**Quoted text:**
"""
Kampong Gelam is a historic district with ties to Singapore’s Malay, Muslim, Arab, and other communities. It was gazetted as a conservation area in 1989. The district is anchored by iconic buildings such as the Sultan Mosque, and the Malay Heritage Centre, which are both national monuments. With food, retail and textile businesses operating in over 600 shophouses and representing traditional trades as well as home-grown brands, Kampong Gelam has in recent decades evolved into a well-loved leisure and heritage destination popular with both residents and tourists.
Place management efforts started in 2011 with Saeid Labbafi, a permanent resident of Singapore, whose family owned many carpet shops along Arab Street and had been operating in the historic precinct for close to 20 years. Seeing an opportunity to enhance the neighbourhood he loved, Saeid felt that more could be done if everyone banded together. In 2014, he founded One Kampong Gelam (OKG), an association dedicated to placemaking activities in the area. The group grew to have about 70 members by June 2021.
The Sultan Mosque in Kampong Gelam (Urban Redevelopment Authority)
To expand on the OKG's efforts, an informal partnership known as the Kampong Gelam Alliance (KGA) was set up in 2018. Made up of a more diverse group of stakeholders, including property owners, businesses, institutions, residents and hotels in the neighbourhood, the KGA complemented the OKG's efforts to deepen place management efforts for the area.
The URA facilitated a discussion among KGA members as well as Kampong Gelam’s larger community in end-2020 on how to harness the area’s heritage to serve residents better.
The discussions bore fruit in November 2022, when the KGA unveiled an initiative to guide and sustain the growth of Kampong Gelam over five years, as the area’s stakeholders strived to make the precinct more relevant to residents of all ages.
The Kampong Gelam Historic Area 2023–2028 Place Plan is a strategic roadmap that aims to enhance Kampong Gelam’s heritage, offerings and experiences for stakeholders and visitors alike. It is based on a collective vision for the precinct shaped by feedback and ideas from over 1,600 Kampong Gelam stakeholders and members of the public.
The KGA collaborated with the URA to identify five focus areas to underpin the Place Plan—Identity, Economy, Placemaking, Connectivity and Activation—and a corresponding range of projects that could be introduced progressively over the five-year period. The hope is that these projects will transform and enrich Kampong Gelam into an even more attractive, inclusive and resilient historic area while also preserving its “soul”.
Even as the Place Plan was being conceived collaboratively between the KGA and URA, Singapore’s National Heritage Board (NHB) concurrently worked with the URA and Kampong Gelam’s stakeholders on the Kampong Gelam Citizen Engagement Project. The project mapped over 40 heritage businesses in Kampong Gelam and involved 47 volunteers in helping to document the unique stories behind these businesses and how they had contributed to the precinct’s unique cultural identity. The volunteers’ efforts culminated in a digital map made available on the NHB's resource portal Roots.gov.sg, where visitors can find out more about these businesses that help to make Kampong Gelam such a rich centre of cultural heritage.

A mural at Kampong Glam completed as part of the five-year plan (Pexels)
The growth of citizen-led initiatives such as those to guide the development of Kampong Gelam illustrates a maturing of resident society as it moves away from public perceptions that the “government knows best” and that it must always take the lead in planning and development. This shift towards a more collaborative ecosystem bodes well for Singapore’s future as it grapples with increasingly complex challenges.
"""
**Stored rows:**
"""
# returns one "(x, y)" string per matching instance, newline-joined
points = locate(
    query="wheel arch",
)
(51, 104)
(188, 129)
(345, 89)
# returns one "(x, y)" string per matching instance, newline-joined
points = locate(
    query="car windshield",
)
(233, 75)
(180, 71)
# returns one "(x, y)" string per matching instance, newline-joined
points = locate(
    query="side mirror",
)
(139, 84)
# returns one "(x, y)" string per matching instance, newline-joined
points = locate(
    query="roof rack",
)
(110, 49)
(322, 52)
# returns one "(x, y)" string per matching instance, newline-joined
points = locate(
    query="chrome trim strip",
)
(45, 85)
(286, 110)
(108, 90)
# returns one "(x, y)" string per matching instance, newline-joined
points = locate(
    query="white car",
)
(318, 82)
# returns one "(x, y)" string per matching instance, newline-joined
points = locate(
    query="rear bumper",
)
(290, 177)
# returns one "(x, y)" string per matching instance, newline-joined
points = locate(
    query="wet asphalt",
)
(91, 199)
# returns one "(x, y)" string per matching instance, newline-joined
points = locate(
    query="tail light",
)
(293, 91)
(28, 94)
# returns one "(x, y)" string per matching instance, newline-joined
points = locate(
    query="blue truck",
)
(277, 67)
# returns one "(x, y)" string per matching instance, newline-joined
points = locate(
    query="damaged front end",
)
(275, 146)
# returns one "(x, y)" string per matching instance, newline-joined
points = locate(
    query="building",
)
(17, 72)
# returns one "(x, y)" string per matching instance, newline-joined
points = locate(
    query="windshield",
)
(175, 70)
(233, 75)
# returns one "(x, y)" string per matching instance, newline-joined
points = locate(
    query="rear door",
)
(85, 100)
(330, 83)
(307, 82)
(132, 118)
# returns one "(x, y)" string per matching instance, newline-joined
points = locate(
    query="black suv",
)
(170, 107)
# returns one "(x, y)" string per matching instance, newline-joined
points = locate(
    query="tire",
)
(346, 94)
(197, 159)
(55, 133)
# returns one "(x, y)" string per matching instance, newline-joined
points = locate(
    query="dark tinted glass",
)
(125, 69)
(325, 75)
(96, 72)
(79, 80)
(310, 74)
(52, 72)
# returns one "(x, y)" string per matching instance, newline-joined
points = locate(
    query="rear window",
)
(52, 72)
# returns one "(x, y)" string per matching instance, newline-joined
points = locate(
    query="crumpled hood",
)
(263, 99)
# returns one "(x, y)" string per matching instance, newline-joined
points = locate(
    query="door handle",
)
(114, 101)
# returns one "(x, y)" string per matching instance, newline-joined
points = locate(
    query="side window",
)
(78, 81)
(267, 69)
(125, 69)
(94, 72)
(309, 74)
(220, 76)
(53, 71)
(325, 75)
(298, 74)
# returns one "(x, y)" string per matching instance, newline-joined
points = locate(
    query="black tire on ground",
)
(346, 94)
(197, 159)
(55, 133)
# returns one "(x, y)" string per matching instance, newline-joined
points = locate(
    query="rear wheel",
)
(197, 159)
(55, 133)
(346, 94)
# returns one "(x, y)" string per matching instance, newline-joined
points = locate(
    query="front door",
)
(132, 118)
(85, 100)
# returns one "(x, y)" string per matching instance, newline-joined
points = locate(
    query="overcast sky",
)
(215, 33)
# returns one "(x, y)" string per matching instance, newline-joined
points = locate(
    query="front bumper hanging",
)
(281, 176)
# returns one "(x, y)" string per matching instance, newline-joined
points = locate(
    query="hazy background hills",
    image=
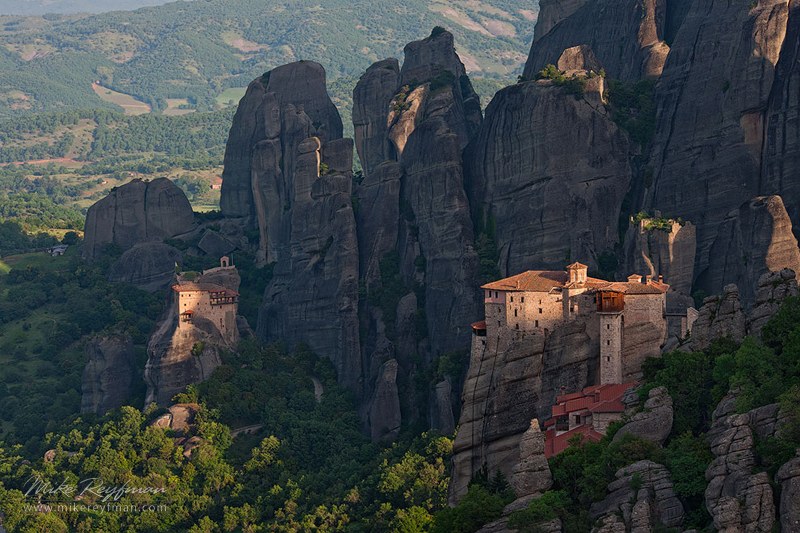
"""
**Work to do:** Copy the passage on Kampong Gelam from "Kampong Gelam is" to "residents and tourists.", and replace "textile" with "fabric".

**Output of the exercise:**
Kampong Gelam is a historic district with ties to Singapore’s Malay, Muslim, Arab, and other communities. It was gazetted as a conservation area in 1989. The district is anchored by iconic buildings such as the Sultan Mosque, and the Malay Heritage Centre, which are both national monuments. With food, retail and fabric businesses operating in over 600 shophouses and representing traditional trades as well as home-grown brands, Kampong Gelam has in recent decades evolved into a well-loved leisure and heritage destination popular with both residents and tourists.